Saved data entries:
• • • • • • •

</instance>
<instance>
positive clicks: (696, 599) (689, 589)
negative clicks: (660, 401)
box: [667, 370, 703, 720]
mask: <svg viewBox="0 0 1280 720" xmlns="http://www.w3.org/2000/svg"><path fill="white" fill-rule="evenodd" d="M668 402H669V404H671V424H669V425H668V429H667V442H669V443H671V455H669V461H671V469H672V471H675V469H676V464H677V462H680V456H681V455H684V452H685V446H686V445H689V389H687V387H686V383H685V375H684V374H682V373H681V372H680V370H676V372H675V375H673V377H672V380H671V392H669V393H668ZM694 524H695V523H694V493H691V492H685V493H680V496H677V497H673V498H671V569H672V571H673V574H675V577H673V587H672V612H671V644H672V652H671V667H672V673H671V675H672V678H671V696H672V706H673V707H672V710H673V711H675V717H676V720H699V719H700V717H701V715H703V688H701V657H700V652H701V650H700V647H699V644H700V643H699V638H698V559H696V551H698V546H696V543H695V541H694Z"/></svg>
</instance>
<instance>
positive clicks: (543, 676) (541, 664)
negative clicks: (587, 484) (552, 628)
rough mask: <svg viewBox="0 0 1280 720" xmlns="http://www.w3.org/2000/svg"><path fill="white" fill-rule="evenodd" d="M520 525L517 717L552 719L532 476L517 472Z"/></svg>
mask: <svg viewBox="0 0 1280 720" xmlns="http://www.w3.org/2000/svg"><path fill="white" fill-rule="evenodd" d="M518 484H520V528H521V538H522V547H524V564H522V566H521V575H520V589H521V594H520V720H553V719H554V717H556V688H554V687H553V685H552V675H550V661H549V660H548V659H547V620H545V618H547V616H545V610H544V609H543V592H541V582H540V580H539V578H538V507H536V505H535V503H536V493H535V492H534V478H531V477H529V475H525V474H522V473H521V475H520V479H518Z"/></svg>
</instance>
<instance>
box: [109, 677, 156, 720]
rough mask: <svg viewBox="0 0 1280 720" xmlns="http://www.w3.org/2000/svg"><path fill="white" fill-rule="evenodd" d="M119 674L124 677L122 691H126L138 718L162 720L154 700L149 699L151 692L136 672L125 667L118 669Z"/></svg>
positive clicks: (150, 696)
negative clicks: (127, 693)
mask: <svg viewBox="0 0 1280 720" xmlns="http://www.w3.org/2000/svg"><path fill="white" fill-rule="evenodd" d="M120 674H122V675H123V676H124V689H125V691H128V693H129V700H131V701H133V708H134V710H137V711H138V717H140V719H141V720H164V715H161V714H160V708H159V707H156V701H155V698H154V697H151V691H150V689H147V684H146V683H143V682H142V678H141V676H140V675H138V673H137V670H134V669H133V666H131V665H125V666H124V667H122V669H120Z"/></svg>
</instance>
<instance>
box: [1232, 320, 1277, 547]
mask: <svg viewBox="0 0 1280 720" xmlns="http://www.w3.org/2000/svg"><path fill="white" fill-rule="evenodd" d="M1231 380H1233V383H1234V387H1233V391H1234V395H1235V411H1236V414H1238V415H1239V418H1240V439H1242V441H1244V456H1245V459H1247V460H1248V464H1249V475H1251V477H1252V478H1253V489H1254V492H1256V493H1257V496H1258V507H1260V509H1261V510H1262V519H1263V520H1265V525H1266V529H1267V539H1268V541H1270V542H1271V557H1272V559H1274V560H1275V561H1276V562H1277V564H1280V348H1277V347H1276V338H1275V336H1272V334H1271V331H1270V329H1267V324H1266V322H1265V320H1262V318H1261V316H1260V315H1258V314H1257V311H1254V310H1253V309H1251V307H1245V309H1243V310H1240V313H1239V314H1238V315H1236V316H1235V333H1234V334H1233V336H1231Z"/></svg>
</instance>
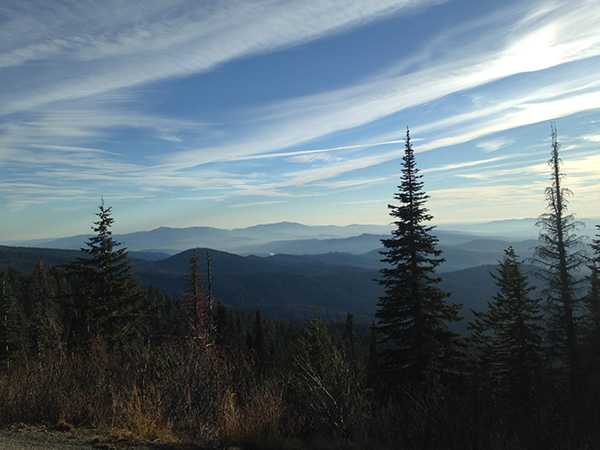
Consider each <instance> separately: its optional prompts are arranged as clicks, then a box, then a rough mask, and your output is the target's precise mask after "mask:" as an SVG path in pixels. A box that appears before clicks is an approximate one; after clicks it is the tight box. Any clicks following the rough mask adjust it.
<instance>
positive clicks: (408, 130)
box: [376, 129, 462, 392]
mask: <svg viewBox="0 0 600 450" xmlns="http://www.w3.org/2000/svg"><path fill="white" fill-rule="evenodd" d="M421 177H422V176H421V175H420V174H419V170H418V169H417V166H416V162H415V156H414V152H413V148H412V145H411V142H410V132H409V130H408V129H407V130H406V141H405V150H404V157H403V168H402V175H401V177H400V180H401V183H400V185H399V186H398V192H397V193H396V194H395V197H394V198H395V200H397V201H398V202H399V203H400V204H399V205H389V206H388V207H389V209H390V215H391V216H392V217H393V218H394V225H395V226H396V228H395V229H394V230H393V231H392V237H391V238H389V239H383V240H382V243H383V246H384V247H385V250H383V251H382V252H381V254H382V255H383V257H384V258H383V259H382V261H383V262H384V263H386V264H387V265H388V266H389V267H385V268H383V269H382V270H381V274H382V276H383V279H381V280H380V281H379V283H380V284H381V285H383V287H384V290H385V294H384V295H383V296H382V297H381V298H380V299H379V303H378V310H377V313H376V318H377V320H378V324H379V331H380V334H381V335H382V336H383V338H382V341H383V344H384V346H383V347H382V348H383V350H382V352H383V360H384V361H383V362H384V364H385V367H386V369H387V372H388V373H389V374H390V375H391V376H392V377H394V378H395V379H397V380H404V381H407V382H408V383H410V384H411V385H413V386H414V387H415V388H417V389H420V390H423V389H424V390H426V391H431V392H433V391H436V390H438V389H439V387H440V386H442V385H443V384H447V382H448V379H447V378H448V376H451V375H452V374H453V373H455V372H456V364H455V363H456V361H457V360H458V359H459V358H460V356H461V354H462V340H461V338H460V335H459V334H458V333H456V332H454V331H452V330H451V329H450V327H449V324H450V323H451V322H456V321H458V320H460V319H461V317H460V316H459V312H460V309H461V305H459V304H453V305H451V304H448V302H447V298H448V297H449V295H450V294H448V293H446V292H444V291H442V290H441V289H440V288H439V287H438V283H439V282H440V281H441V278H439V277H437V276H436V275H435V270H436V268H437V267H438V266H439V265H440V264H441V263H442V262H443V261H444V259H443V258H441V257H440V255H441V253H442V252H441V251H440V250H438V249H437V248H436V245H437V243H438V239H437V237H436V236H434V235H433V234H432V230H433V228H434V227H433V226H428V225H426V224H427V223H428V222H429V221H431V219H432V216H431V215H430V214H429V213H428V209H427V208H426V207H425V204H426V201H427V199H428V198H429V196H428V195H426V193H425V192H424V190H423V182H422V181H421Z"/></svg>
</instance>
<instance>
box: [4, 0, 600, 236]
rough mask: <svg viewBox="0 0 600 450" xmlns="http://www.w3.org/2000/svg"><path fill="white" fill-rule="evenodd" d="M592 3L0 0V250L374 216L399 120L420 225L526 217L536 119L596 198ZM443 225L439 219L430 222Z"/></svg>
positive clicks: (584, 188) (595, 206) (535, 143)
mask: <svg viewBox="0 0 600 450" xmlns="http://www.w3.org/2000/svg"><path fill="white" fill-rule="evenodd" d="M598 23H600V3H598V1H596V0H594V1H585V0H576V1H570V2H567V1H562V0H560V1H555V2H548V1H546V0H533V1H530V2H522V1H520V0H508V1H506V2H501V3H498V2H472V1H468V0H454V1H450V0H448V1H445V0H424V1H418V2H417V1H414V0H381V1H378V2H364V1H362V0H344V1H340V0H306V1H302V2H292V1H284V0H281V1H274V2H273V1H262V0H257V1H255V2H250V3H247V2H235V1H234V2H233V3H231V4H229V3H228V4H224V3H221V2H214V3H207V2H189V1H185V0H176V1H171V2H164V1H160V0H145V1H137V0H133V1H128V2H120V1H112V0H108V1H105V2H101V3H94V2H86V3H81V2H79V1H75V0H67V1H65V2H60V3H48V2H45V1H40V0H25V1H23V0H8V1H5V2H3V3H2V6H0V77H1V79H2V90H0V170H1V171H2V176H1V177H0V242H6V241H16V240H26V239H34V238H42V237H46V236H73V235H80V234H86V233H88V232H89V230H90V224H91V222H92V221H93V220H95V216H94V214H95V213H96V212H97V205H98V204H99V202H100V198H101V197H102V196H103V197H104V199H105V201H106V204H107V205H108V206H111V207H112V208H113V213H114V217H115V230H114V231H115V233H120V234H124V233H129V232H134V231H140V230H151V229H155V228H158V227H160V226H167V227H173V228H185V227H190V226H198V225H203V226H211V227H217V228H239V227H247V226H252V225H254V224H260V223H277V222H281V221H285V220H287V221H292V222H299V223H306V224H309V225H316V224H333V225H338V226H340V225H345V224H351V223H375V224H386V223H389V216H388V208H387V205H388V204H389V203H392V202H393V196H394V193H395V192H396V186H397V185H398V182H399V178H398V177H399V174H400V170H401V162H402V161H401V159H402V156H403V148H404V142H403V139H404V137H405V133H406V127H407V126H409V127H410V130H411V136H412V138H413V140H412V143H413V147H414V150H415V153H416V158H417V166H418V167H419V169H420V170H421V173H422V175H423V181H424V183H425V190H426V191H427V193H428V195H429V196H430V198H429V201H428V205H427V206H428V208H429V210H430V212H431V214H432V215H433V216H434V222H433V224H434V225H438V226H442V224H447V223H452V222H456V221H460V222H473V221H478V222H489V221H493V220H504V219H510V218H512V217H537V216H539V215H540V214H542V213H544V212H545V207H546V202H545V195H544V190H545V188H546V186H548V184H549V180H548V177H549V168H548V166H547V160H548V159H549V157H550V150H551V142H550V137H549V136H550V122H551V121H555V122H556V126H557V129H558V140H559V142H560V143H561V145H562V148H561V157H562V159H563V162H564V165H563V172H564V173H565V174H566V179H565V187H568V188H570V189H571V190H572V191H573V192H574V195H573V196H572V197H570V199H569V200H570V204H569V211H570V212H572V213H574V214H576V215H577V216H578V217H590V216H591V217H594V216H596V215H597V211H598V205H599V204H600V177H599V176H598V174H599V173H600V152H599V151H598V150H599V146H600V133H599V131H598V123H600V81H599V80H598V67H600V30H599V29H598V26H597V24H598ZM444 226H445V225H444Z"/></svg>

• • • • • • •

Goal of the exercise:
Take the lines from the start of the data through the line with "box: [667, 370, 703, 720]" and write them out again with "negative clicks" changed to "negative points". Leave everything else in them the same.

Result:
</instance>
<instance>
positive clicks: (696, 599) (689, 589)
negative points: (660, 401)
box: [667, 370, 703, 720]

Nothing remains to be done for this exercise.